WHAT IS NEEDED
Select and copy each line below that contains the word "wooden". Case matters, so match capital and lowercase letters exactly.

━━ LISTED ENTRIES

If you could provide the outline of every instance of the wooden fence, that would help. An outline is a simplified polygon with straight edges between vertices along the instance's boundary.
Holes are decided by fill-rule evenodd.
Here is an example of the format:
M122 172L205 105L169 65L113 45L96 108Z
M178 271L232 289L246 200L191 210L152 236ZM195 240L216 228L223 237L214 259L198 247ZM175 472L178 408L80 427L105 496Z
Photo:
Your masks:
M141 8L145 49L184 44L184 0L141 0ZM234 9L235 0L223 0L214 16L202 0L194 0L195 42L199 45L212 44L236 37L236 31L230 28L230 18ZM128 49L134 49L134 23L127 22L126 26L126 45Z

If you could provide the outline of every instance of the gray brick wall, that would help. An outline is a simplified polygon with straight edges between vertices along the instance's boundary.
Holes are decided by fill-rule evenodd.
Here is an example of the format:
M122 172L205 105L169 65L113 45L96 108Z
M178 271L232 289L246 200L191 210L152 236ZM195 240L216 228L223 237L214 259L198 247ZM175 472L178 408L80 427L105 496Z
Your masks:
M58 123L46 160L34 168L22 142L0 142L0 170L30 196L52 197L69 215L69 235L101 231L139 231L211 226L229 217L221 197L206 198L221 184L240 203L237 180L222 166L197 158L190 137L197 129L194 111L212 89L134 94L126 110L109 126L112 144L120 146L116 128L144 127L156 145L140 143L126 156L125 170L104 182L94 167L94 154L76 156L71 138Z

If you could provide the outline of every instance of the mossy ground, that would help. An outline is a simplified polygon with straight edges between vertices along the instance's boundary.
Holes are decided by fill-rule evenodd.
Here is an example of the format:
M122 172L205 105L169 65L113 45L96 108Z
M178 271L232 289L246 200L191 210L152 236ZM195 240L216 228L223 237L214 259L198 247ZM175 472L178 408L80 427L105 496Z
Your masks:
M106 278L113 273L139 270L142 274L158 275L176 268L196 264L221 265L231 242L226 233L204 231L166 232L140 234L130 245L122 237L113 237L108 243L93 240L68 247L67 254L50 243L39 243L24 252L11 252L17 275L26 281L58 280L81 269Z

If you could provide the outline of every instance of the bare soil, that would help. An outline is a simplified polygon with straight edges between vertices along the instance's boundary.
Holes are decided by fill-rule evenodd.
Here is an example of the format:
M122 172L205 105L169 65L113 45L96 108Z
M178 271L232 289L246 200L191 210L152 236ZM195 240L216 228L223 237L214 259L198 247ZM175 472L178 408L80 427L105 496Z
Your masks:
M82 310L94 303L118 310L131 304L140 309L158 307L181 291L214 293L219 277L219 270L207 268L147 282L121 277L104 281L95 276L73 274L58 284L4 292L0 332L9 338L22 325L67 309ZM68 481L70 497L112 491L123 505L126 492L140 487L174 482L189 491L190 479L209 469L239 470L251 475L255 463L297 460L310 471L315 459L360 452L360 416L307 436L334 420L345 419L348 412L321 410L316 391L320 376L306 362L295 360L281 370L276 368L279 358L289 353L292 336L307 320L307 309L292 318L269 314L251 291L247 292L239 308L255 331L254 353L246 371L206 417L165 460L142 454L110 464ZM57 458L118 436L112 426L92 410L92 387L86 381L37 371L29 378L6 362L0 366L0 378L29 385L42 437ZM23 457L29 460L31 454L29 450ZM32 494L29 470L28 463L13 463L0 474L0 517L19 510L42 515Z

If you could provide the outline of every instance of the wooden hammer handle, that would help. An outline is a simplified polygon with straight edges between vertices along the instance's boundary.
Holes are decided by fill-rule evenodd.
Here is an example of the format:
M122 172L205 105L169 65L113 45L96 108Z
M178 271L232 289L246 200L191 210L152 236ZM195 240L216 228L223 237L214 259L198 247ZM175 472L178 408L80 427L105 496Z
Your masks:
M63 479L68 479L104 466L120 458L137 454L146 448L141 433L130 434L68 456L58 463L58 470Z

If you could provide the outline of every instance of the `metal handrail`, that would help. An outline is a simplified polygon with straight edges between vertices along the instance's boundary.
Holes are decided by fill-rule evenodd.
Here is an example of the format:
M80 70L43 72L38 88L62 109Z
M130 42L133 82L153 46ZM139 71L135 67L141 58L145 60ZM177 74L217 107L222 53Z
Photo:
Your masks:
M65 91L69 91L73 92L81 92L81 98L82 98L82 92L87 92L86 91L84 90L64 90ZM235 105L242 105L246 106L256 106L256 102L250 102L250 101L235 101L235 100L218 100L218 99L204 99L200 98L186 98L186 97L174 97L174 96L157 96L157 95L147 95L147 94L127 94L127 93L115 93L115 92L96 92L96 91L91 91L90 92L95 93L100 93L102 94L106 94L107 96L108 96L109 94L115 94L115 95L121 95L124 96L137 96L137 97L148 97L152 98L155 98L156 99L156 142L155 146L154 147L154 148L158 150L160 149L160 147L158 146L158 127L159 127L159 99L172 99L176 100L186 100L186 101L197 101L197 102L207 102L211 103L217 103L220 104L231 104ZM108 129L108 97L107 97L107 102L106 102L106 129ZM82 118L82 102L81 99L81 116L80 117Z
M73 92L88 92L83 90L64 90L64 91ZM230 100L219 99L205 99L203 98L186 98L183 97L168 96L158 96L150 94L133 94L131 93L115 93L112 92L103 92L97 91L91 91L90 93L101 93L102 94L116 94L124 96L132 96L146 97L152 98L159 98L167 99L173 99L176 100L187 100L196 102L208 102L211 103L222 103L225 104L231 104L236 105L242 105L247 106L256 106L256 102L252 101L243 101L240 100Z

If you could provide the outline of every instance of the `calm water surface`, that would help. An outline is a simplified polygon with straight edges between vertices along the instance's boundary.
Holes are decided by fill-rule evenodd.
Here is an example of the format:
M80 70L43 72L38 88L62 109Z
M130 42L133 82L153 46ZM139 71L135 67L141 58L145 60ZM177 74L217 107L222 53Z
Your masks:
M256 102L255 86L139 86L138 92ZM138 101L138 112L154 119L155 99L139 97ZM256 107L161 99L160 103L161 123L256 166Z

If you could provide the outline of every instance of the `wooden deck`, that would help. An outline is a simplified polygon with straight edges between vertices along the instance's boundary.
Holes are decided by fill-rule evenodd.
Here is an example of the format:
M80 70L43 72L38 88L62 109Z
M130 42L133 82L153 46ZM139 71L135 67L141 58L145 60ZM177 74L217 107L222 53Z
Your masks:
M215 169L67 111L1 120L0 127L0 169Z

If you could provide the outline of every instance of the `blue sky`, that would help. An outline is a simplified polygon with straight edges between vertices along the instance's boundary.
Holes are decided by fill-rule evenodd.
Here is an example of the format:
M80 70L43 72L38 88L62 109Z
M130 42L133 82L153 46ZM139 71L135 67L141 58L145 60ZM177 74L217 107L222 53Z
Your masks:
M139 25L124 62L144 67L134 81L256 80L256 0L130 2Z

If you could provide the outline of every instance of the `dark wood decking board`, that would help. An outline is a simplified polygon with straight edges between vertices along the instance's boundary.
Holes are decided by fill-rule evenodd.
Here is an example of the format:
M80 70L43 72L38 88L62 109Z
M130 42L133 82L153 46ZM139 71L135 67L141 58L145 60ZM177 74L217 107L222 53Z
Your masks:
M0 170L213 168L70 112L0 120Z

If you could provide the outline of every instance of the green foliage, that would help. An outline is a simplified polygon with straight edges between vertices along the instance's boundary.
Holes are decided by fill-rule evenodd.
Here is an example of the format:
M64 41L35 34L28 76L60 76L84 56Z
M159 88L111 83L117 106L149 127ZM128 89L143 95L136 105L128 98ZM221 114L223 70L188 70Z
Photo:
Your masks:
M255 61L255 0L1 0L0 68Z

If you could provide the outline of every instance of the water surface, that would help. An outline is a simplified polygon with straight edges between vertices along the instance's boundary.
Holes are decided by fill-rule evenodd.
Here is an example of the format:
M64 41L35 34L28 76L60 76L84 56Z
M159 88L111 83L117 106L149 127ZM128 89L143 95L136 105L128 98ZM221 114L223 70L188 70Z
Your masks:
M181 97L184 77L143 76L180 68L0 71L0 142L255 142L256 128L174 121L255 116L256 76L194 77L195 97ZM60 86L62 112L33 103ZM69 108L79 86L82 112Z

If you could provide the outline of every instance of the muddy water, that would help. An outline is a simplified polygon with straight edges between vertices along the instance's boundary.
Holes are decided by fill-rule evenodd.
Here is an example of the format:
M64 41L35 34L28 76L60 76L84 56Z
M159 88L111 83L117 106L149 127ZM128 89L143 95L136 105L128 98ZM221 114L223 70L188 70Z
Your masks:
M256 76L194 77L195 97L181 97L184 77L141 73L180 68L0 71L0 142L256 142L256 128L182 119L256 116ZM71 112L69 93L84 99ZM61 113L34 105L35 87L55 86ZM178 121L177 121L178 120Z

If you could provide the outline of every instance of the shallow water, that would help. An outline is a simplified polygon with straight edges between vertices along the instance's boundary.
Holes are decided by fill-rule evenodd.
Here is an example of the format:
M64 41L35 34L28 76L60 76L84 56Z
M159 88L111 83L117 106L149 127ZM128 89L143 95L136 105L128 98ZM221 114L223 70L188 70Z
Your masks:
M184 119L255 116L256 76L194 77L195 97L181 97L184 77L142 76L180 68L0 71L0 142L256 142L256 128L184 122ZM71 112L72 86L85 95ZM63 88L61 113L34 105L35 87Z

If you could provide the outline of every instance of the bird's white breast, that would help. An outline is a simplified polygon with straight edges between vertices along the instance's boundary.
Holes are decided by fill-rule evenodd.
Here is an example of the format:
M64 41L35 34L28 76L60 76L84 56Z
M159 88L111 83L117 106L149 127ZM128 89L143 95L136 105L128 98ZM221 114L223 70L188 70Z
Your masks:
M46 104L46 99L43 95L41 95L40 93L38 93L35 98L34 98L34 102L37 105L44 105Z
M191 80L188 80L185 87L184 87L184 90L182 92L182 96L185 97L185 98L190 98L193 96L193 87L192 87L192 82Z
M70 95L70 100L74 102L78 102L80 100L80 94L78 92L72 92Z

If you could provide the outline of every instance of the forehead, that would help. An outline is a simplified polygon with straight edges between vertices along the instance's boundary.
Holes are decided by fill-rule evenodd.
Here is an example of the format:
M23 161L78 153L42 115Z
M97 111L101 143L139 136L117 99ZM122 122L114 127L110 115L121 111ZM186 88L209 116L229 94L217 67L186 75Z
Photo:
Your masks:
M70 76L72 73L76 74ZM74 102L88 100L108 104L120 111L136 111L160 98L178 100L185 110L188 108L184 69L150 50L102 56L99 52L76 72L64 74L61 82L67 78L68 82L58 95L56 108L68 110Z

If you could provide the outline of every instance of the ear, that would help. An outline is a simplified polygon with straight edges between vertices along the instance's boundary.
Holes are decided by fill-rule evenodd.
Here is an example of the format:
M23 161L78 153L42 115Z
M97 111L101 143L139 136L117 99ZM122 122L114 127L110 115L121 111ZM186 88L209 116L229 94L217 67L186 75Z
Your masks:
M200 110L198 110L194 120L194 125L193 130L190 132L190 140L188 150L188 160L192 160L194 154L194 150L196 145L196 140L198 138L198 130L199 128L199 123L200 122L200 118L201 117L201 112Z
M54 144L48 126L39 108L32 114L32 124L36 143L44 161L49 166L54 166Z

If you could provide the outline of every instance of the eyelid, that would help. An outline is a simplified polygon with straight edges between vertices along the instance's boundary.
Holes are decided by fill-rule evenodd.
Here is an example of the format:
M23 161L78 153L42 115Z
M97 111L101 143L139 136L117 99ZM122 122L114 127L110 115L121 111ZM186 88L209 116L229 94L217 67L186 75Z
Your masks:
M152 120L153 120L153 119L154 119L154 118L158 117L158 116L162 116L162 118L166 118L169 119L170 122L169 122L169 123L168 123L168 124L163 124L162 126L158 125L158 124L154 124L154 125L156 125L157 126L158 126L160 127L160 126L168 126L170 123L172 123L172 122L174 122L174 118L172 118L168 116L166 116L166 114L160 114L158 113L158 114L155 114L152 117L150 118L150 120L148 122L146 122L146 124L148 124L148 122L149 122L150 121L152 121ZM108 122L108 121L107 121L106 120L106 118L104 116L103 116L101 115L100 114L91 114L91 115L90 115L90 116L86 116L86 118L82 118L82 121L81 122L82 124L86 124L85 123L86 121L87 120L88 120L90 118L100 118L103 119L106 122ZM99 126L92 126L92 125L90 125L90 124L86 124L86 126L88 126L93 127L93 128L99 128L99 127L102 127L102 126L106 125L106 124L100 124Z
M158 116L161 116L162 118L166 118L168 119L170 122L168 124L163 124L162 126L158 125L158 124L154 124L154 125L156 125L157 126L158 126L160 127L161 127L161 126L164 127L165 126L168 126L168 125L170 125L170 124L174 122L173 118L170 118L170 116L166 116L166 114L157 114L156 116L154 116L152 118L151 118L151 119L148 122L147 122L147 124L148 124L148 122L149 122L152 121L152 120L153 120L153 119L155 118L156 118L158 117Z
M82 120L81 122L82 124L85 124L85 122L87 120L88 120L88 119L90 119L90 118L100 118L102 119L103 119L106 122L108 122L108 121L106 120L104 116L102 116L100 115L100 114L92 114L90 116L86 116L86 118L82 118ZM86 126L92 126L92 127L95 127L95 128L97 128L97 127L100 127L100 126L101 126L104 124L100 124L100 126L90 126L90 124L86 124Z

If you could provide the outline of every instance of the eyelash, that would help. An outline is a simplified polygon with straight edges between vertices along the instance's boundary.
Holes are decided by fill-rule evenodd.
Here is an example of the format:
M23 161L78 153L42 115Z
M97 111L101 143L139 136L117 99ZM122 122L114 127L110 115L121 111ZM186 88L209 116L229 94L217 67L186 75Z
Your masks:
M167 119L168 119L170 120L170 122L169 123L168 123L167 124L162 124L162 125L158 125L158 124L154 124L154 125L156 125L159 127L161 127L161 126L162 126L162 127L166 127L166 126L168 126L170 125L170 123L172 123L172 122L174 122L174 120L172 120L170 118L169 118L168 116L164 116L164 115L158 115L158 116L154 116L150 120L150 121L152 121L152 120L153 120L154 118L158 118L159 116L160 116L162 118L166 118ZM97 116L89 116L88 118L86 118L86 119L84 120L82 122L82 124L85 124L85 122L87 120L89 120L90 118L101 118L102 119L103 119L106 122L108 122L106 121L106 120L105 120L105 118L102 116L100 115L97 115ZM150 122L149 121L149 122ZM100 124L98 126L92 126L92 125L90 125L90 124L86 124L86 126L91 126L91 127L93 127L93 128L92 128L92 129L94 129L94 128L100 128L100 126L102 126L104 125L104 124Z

━━━━

EXERCISE OUTPUT
If you could provide the outline of every instance of the wooden fence, that would help. An outline is a simplified polygon with straight edges between vertices along the instance's boundary.
If you could provide the outline of every instance of the wooden hammer handle, that would help. An outline is a simplified polygon with straight edges between vertices along the instance's boundary.
If you could provide the outline of every instance of the `wooden deck`, that would help. An outline is a simplified polygon with straight edges between vertices along the instance's boundary.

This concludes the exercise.